(Items listed in a dataset)
****************

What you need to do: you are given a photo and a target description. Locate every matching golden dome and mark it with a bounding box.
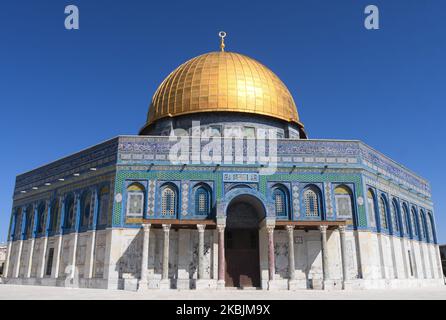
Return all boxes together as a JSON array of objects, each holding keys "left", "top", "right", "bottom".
[{"left": 143, "top": 51, "right": 303, "bottom": 130}]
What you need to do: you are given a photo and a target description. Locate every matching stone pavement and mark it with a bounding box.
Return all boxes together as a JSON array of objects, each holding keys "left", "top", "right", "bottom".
[{"left": 0, "top": 284, "right": 446, "bottom": 300}]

****************

* _To do_
Rewrite all the entries above, substituting "rectangle" for every "bounding box" and keeping everything else unchanged. Leave the pictures out.

* _Result of this exercise_
What you need to do: you are given a photo and a target description. Locate every matching golden dome and mark it with a rectangle.
Return all boxes together as a JSON array of objects, each holding keys "left", "top", "right", "bottom".
[{"left": 143, "top": 51, "right": 303, "bottom": 130}]
What you need to do: you are given a photo and a target description. Locate every matching stone pavement and mark it with a rectangle.
Return all boxes together as a JSON array of objects, each holding keys "left", "top", "right", "bottom".
[{"left": 0, "top": 284, "right": 446, "bottom": 300}]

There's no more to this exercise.